### Excerpt
------------

Sheet 12 supports pieces of tinted glass 13 having irregular shapes and intended to resemble glowing pieces of coal. Sheet 12 preferably has an uneven surface, e.g., it may be a sheet of 'patterned glass'. (Other arrangements are possible, e.g. where ordinary bulbs are used and sheet 12 is tinted.) In alternative arrangement (not shown), the sheet 12 and the simulated pieces of fuel 13 are made as an integral structure, e.g., in the form of a moulded sheet which simulates a bed of fuel and which is at least partially light-transmissive. The front, rear and sides of the chamber 9 are formed by part of the casing 1 which thereby obscure light from bulb 10. The floor 14 of chamber 9 may be either opaque, or it may transmit some light downwardly into chamber 8 whereby a red or orange glow can be seen through the ventilation holes 3.

A chamber 15, which is largely empty except for the pieces of glass 13, is situated between chambers 6 and 9.

A sheet 16 of polished metal, such as aluminium, treated in accordance with the invention is located at the rear of chamber 15 in order to reflect light towards a sheet 17 which is at least transparent and preferably partly transparent and partly reflective. Sheet 17 is preferably made of heat-resistant glass with a partially-reflective coating 18 on its inner major surface. Sheets 16 and 17 are substantially parallel whereby multiple images of the simulated fuel 13 may be observed from the exterior of the heater-through an optical transparent cover plate 19.

Where multiple images are not required, sheet 17 may be omitted so that the observer will then see only one image of the simulated fuel 13 (in reflector 16). However, plate 19 and sheet 17 may also be an integral structure.

The cover plate 19 is preferably made of heat-resistant, tinted plastics material which resembles so-called "smoked glass". For example, sheet 19 may be tinted grey or brown or other colours so that it appears to be transparent when chamber 15 is illuminated with light from bulb 10 (see Fig. la), and so that it appears to be opaque when bulb 10 is off (see Fig. lb). The sheet 19 is spaced from sheet 17 by means of a frame 20. Sheet 19 may be just clear where the latter 'opaque' effect is not required. The front surface of sheet 19 is preferably flush with the front surfaces of casing 1 so as to provide a pleasing smooth finish to the front of the heater, especially when chamber 15 is not illuminated (see Fig. lb).

------------

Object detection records

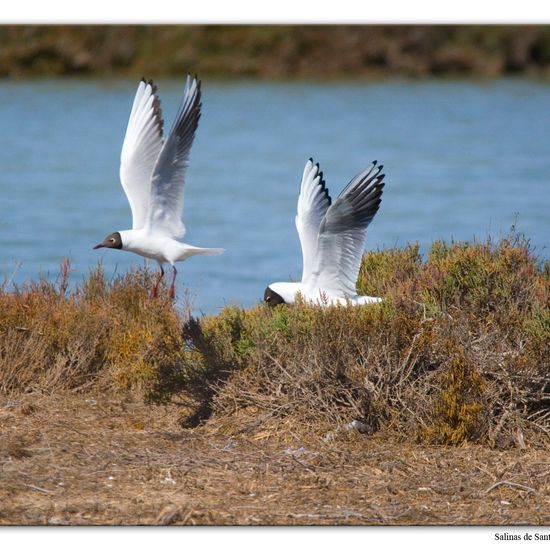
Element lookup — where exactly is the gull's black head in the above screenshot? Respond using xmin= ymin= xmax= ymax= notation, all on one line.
xmin=94 ymin=231 xmax=122 ymax=250
xmin=264 ymin=287 xmax=286 ymax=307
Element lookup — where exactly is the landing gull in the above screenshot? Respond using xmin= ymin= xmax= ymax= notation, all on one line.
xmin=94 ymin=76 xmax=224 ymax=298
xmin=264 ymin=159 xmax=384 ymax=307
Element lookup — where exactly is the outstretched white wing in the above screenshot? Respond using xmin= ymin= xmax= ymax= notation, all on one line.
xmin=147 ymin=76 xmax=201 ymax=237
xmin=295 ymin=159 xmax=331 ymax=282
xmin=307 ymin=161 xmax=384 ymax=298
xmin=120 ymin=80 xmax=163 ymax=229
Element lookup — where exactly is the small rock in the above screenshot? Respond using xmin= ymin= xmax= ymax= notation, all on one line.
xmin=157 ymin=504 xmax=180 ymax=525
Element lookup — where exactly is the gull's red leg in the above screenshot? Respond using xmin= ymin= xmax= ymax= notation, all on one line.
xmin=151 ymin=266 xmax=164 ymax=298
xmin=170 ymin=265 xmax=178 ymax=300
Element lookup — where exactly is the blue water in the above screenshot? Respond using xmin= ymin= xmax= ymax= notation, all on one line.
xmin=0 ymin=78 xmax=550 ymax=313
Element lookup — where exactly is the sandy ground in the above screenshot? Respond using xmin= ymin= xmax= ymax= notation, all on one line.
xmin=0 ymin=394 xmax=550 ymax=525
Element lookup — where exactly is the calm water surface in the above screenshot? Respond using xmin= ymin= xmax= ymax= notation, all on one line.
xmin=0 ymin=79 xmax=550 ymax=313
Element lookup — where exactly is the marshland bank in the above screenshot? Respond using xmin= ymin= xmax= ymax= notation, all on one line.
xmin=0 ymin=25 xmax=550 ymax=79
xmin=0 ymin=235 xmax=550 ymax=525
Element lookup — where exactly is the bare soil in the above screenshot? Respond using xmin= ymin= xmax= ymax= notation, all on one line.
xmin=0 ymin=393 xmax=550 ymax=525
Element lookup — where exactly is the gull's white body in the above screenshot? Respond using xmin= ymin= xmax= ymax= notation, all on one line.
xmin=264 ymin=159 xmax=384 ymax=306
xmin=95 ymin=77 xmax=223 ymax=295
xmin=269 ymin=282 xmax=382 ymax=306
xmin=119 ymin=229 xmax=221 ymax=265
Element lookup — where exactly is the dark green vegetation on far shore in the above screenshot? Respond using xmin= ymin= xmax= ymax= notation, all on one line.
xmin=0 ymin=235 xmax=550 ymax=448
xmin=0 ymin=25 xmax=550 ymax=78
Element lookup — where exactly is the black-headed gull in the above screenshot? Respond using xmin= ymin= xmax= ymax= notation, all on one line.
xmin=264 ymin=159 xmax=384 ymax=307
xmin=94 ymin=76 xmax=224 ymax=298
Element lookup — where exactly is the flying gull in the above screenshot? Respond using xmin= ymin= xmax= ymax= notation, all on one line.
xmin=264 ymin=159 xmax=384 ymax=307
xmin=94 ymin=76 xmax=224 ymax=298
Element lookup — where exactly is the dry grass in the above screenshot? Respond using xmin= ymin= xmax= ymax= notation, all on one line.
xmin=0 ymin=261 xmax=185 ymax=402
xmin=0 ymin=392 xmax=550 ymax=525
xmin=182 ymin=237 xmax=550 ymax=448
xmin=0 ymin=236 xmax=550 ymax=525
xmin=0 ymin=235 xmax=550 ymax=448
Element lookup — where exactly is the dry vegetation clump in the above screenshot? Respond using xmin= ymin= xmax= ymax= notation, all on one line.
xmin=0 ymin=261 xmax=188 ymax=396
xmin=178 ymin=235 xmax=550 ymax=448
xmin=0 ymin=234 xmax=550 ymax=448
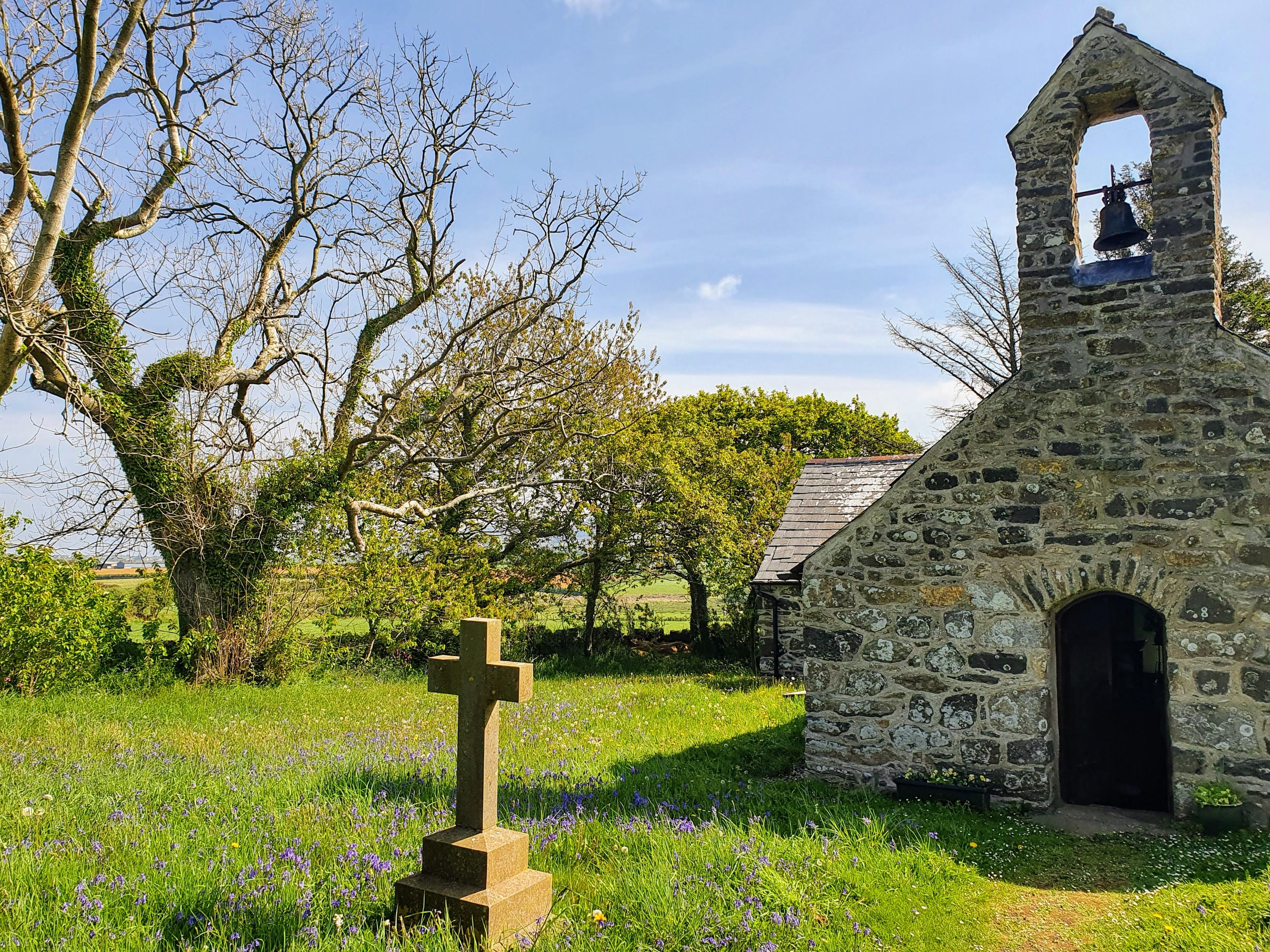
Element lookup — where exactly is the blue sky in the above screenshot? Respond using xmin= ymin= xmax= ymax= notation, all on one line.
xmin=335 ymin=0 xmax=1270 ymax=438
xmin=0 ymin=0 xmax=1270 ymax=551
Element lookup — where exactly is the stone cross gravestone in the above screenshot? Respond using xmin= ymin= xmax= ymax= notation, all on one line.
xmin=396 ymin=618 xmax=551 ymax=948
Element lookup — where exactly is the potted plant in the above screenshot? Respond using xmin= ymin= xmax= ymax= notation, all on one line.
xmin=895 ymin=767 xmax=992 ymax=810
xmin=1193 ymin=782 xmax=1243 ymax=836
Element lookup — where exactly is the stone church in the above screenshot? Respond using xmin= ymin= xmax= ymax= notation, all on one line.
xmin=755 ymin=8 xmax=1270 ymax=824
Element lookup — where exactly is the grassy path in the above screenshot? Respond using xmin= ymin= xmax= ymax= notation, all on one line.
xmin=0 ymin=675 xmax=1270 ymax=952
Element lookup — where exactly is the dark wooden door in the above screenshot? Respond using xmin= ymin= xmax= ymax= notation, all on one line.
xmin=1058 ymin=593 xmax=1171 ymax=810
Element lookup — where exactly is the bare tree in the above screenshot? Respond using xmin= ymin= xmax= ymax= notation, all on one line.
xmin=0 ymin=0 xmax=648 ymax=675
xmin=887 ymin=222 xmax=1020 ymax=423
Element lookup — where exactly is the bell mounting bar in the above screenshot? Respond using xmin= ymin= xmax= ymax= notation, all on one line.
xmin=1076 ymin=165 xmax=1150 ymax=198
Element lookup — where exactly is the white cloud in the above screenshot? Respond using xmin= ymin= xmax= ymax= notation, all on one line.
xmin=697 ymin=274 xmax=740 ymax=301
xmin=641 ymin=298 xmax=895 ymax=355
xmin=556 ymin=0 xmax=617 ymax=16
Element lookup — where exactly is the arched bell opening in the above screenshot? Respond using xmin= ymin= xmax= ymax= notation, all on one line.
xmin=1055 ymin=591 xmax=1172 ymax=811
xmin=1074 ymin=113 xmax=1154 ymax=263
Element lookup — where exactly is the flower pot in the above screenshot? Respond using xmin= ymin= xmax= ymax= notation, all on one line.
xmin=895 ymin=777 xmax=992 ymax=810
xmin=1199 ymin=803 xmax=1243 ymax=836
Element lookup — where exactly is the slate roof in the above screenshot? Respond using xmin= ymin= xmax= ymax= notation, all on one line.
xmin=755 ymin=453 xmax=921 ymax=582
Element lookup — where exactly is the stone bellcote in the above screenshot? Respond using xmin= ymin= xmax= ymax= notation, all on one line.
xmin=1007 ymin=6 xmax=1224 ymax=383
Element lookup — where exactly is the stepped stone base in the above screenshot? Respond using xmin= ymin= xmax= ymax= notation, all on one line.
xmin=395 ymin=826 xmax=551 ymax=949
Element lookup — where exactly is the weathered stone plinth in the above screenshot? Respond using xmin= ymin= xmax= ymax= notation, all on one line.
xmin=396 ymin=826 xmax=551 ymax=949
xmin=396 ymin=627 xmax=551 ymax=948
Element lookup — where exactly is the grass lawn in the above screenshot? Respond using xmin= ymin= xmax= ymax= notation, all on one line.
xmin=0 ymin=669 xmax=1270 ymax=952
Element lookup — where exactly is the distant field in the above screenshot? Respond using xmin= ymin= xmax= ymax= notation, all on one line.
xmin=97 ymin=575 xmax=701 ymax=637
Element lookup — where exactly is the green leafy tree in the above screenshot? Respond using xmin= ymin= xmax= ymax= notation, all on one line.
xmin=0 ymin=517 xmax=128 ymax=694
xmin=127 ymin=569 xmax=175 ymax=622
xmin=644 ymin=387 xmax=921 ymax=641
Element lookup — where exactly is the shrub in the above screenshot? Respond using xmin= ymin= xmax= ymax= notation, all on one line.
xmin=128 ymin=569 xmax=175 ymax=622
xmin=1194 ymin=783 xmax=1243 ymax=806
xmin=0 ymin=517 xmax=128 ymax=694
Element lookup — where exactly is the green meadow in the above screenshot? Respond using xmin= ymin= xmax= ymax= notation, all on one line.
xmin=0 ymin=665 xmax=1270 ymax=952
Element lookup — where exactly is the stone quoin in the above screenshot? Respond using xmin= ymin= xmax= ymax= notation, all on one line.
xmin=755 ymin=8 xmax=1270 ymax=824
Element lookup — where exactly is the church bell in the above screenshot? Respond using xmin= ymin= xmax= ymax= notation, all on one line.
xmin=1093 ymin=187 xmax=1148 ymax=251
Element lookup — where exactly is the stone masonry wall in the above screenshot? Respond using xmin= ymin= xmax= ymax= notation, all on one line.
xmin=803 ymin=11 xmax=1270 ymax=821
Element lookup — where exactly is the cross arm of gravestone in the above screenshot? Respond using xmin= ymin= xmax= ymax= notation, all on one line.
xmin=428 ymin=618 xmax=534 ymax=830
xmin=428 ymin=655 xmax=534 ymax=702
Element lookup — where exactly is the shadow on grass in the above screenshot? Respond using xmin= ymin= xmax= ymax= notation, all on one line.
xmin=318 ymin=718 xmax=1270 ymax=892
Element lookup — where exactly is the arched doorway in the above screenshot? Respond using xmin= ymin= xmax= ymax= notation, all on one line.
xmin=1057 ymin=591 xmax=1172 ymax=810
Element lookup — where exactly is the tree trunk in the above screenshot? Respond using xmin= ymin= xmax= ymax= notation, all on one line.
xmin=168 ymin=553 xmax=254 ymax=682
xmin=582 ymin=560 xmax=604 ymax=658
xmin=687 ymin=570 xmax=710 ymax=645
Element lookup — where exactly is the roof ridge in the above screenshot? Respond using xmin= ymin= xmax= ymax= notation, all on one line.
xmin=806 ymin=453 xmax=921 ymax=466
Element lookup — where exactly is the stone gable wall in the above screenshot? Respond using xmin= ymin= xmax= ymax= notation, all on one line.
xmin=803 ymin=18 xmax=1270 ymax=821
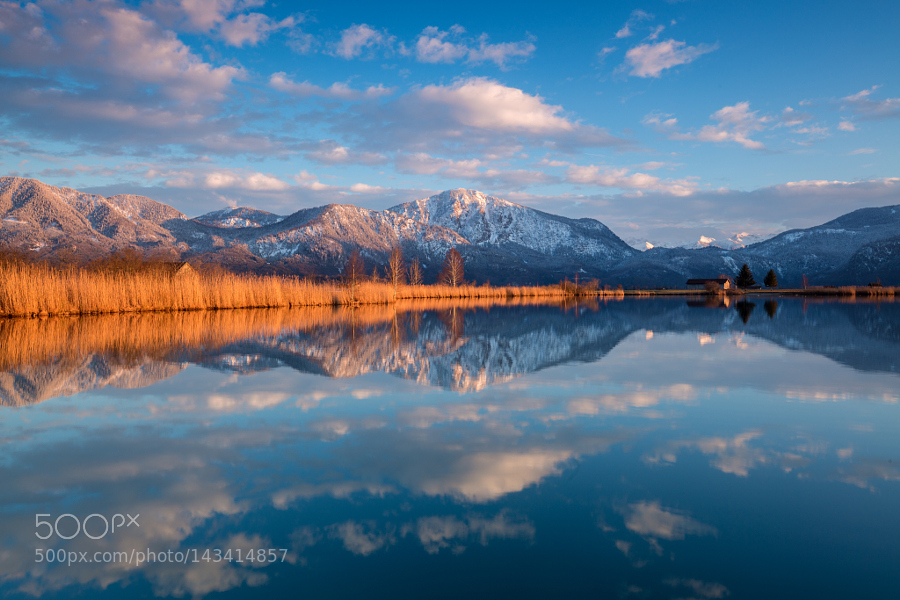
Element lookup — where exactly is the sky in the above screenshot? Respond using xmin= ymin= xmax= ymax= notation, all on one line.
xmin=0 ymin=0 xmax=900 ymax=248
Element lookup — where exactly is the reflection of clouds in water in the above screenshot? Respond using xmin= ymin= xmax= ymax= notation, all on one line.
xmin=644 ymin=430 xmax=767 ymax=477
xmin=407 ymin=511 xmax=534 ymax=554
xmin=832 ymin=457 xmax=900 ymax=492
xmin=421 ymin=450 xmax=572 ymax=502
xmin=643 ymin=429 xmax=822 ymax=477
xmin=625 ymin=501 xmax=717 ymax=540
xmin=290 ymin=510 xmax=535 ymax=561
xmin=566 ymin=384 xmax=697 ymax=415
xmin=0 ymin=432 xmax=253 ymax=595
xmin=272 ymin=481 xmax=399 ymax=509
xmin=663 ymin=579 xmax=729 ymax=598
xmin=329 ymin=521 xmax=397 ymax=556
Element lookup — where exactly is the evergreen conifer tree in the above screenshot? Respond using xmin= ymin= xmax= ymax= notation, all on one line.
xmin=734 ymin=263 xmax=756 ymax=288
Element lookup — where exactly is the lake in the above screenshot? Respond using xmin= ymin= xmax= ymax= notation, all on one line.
xmin=0 ymin=297 xmax=900 ymax=599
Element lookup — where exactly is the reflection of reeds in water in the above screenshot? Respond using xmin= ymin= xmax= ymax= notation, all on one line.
xmin=0 ymin=297 xmax=604 ymax=370
xmin=0 ymin=262 xmax=615 ymax=316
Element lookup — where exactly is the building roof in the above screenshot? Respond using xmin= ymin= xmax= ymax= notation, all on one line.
xmin=148 ymin=262 xmax=196 ymax=275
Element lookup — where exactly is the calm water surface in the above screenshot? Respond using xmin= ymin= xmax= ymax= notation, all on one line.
xmin=0 ymin=298 xmax=900 ymax=599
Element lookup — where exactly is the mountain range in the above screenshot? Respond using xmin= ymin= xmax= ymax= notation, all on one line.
xmin=0 ymin=177 xmax=900 ymax=287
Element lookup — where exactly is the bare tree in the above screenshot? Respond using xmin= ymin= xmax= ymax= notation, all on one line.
xmin=409 ymin=258 xmax=422 ymax=285
xmin=344 ymin=250 xmax=366 ymax=303
xmin=387 ymin=246 xmax=406 ymax=300
xmin=438 ymin=248 xmax=465 ymax=287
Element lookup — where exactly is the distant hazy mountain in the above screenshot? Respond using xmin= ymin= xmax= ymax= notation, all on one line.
xmin=609 ymin=206 xmax=900 ymax=287
xmin=0 ymin=177 xmax=900 ymax=287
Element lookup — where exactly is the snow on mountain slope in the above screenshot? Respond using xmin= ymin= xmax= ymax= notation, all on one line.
xmin=194 ymin=206 xmax=284 ymax=228
xmin=0 ymin=177 xmax=184 ymax=258
xmin=247 ymin=204 xmax=468 ymax=261
xmin=388 ymin=189 xmax=635 ymax=261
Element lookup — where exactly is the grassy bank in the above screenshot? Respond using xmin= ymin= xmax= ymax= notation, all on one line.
xmin=0 ymin=262 xmax=621 ymax=317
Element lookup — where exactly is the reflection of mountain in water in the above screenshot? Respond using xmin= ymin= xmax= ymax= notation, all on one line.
xmin=197 ymin=307 xmax=635 ymax=391
xmin=0 ymin=297 xmax=900 ymax=406
xmin=0 ymin=355 xmax=187 ymax=406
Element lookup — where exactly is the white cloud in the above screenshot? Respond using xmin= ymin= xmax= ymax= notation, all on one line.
xmin=162 ymin=169 xmax=290 ymax=192
xmin=331 ymin=521 xmax=395 ymax=556
xmin=415 ymin=27 xmax=469 ymax=63
xmin=842 ymin=85 xmax=900 ymax=119
xmin=566 ymin=165 xmax=697 ymax=196
xmin=642 ymin=102 xmax=773 ymax=150
xmin=350 ymin=183 xmax=387 ymax=194
xmin=269 ymin=72 xmax=395 ymax=102
xmin=625 ymin=39 xmax=719 ymax=77
xmin=416 ymin=78 xmax=576 ymax=134
xmin=646 ymin=25 xmax=666 ymax=41
xmin=415 ymin=25 xmax=535 ymax=68
xmin=421 ymin=450 xmax=572 ymax=502
xmin=331 ymin=23 xmax=394 ymax=60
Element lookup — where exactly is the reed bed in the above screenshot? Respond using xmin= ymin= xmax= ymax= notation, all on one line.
xmin=0 ymin=262 xmax=618 ymax=317
xmin=0 ymin=296 xmax=612 ymax=372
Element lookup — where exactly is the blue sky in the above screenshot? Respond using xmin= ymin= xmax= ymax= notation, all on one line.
xmin=0 ymin=0 xmax=900 ymax=247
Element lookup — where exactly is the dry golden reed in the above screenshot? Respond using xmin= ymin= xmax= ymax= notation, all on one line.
xmin=0 ymin=296 xmax=608 ymax=371
xmin=0 ymin=262 xmax=615 ymax=317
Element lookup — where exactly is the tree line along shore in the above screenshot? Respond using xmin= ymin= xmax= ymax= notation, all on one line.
xmin=0 ymin=249 xmax=896 ymax=317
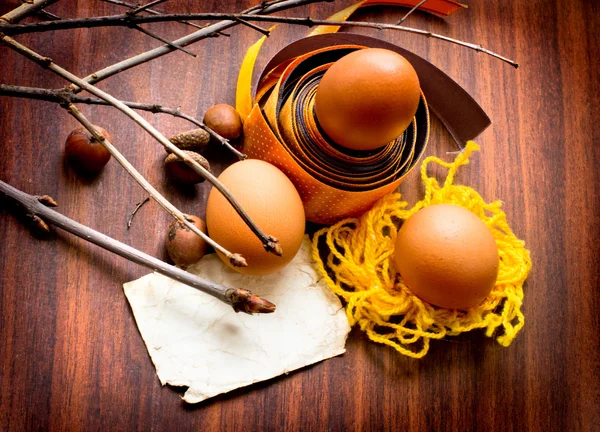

------------

### Requirement 1
Answer each question from the heater description.
(a) What lies between chambers 6 and 9?
(b) What is sheet 17 preferably made of?
(c) What material is the cover plate 19 preferably made of?
### Requirement 2
Resume the heater description from its last sentence.
These records come from a separate source.

### Written answer 1
(a) Chamber 15, which is largely empty except for the pieces of glass 13.
(b) Heat-resistant glass with a partially-reflective coating 18 on its inner major surface.
(c) Heat-resistant, tinted plastics material that resembles "smoked glass".

### Written answer 2
Sheet 16 is treated by printing fine stripes of ink containing aluminium particles or minute glass beads on its surface. 'Fine' stripes may be, for example, 1 mm wide. A vertical pattern is depicted in Fig. 2a where the stripes 21 are regularly spaced from one another by bands 22 of the reflective surface of the aluminium sheet (only some of stripes being shown). Preferably, the width of the stripe 21 is equal to the width of the band but the 'pitch' may be varied to produce the optimum optical effect. The sheet 16 may be located in the heater with the stripes running vertically. However, other arrangements including differently shaped diffusely reflective means, may be possible as shown in Figs.

2b-2d. In Fig. 2b, the stripes are horizontal and in Fig.

2c the stripes are both vertical and horizontal. In Fig.

2d, the stripes are generally defined by a network 21' having holes 22' through which the reflective surface of the aluminium sheet can be seen.

The floor of chamber 6 may be opaque, or it may transmit some light which can be perceived, as a tinted glow, through ventilation holes 2.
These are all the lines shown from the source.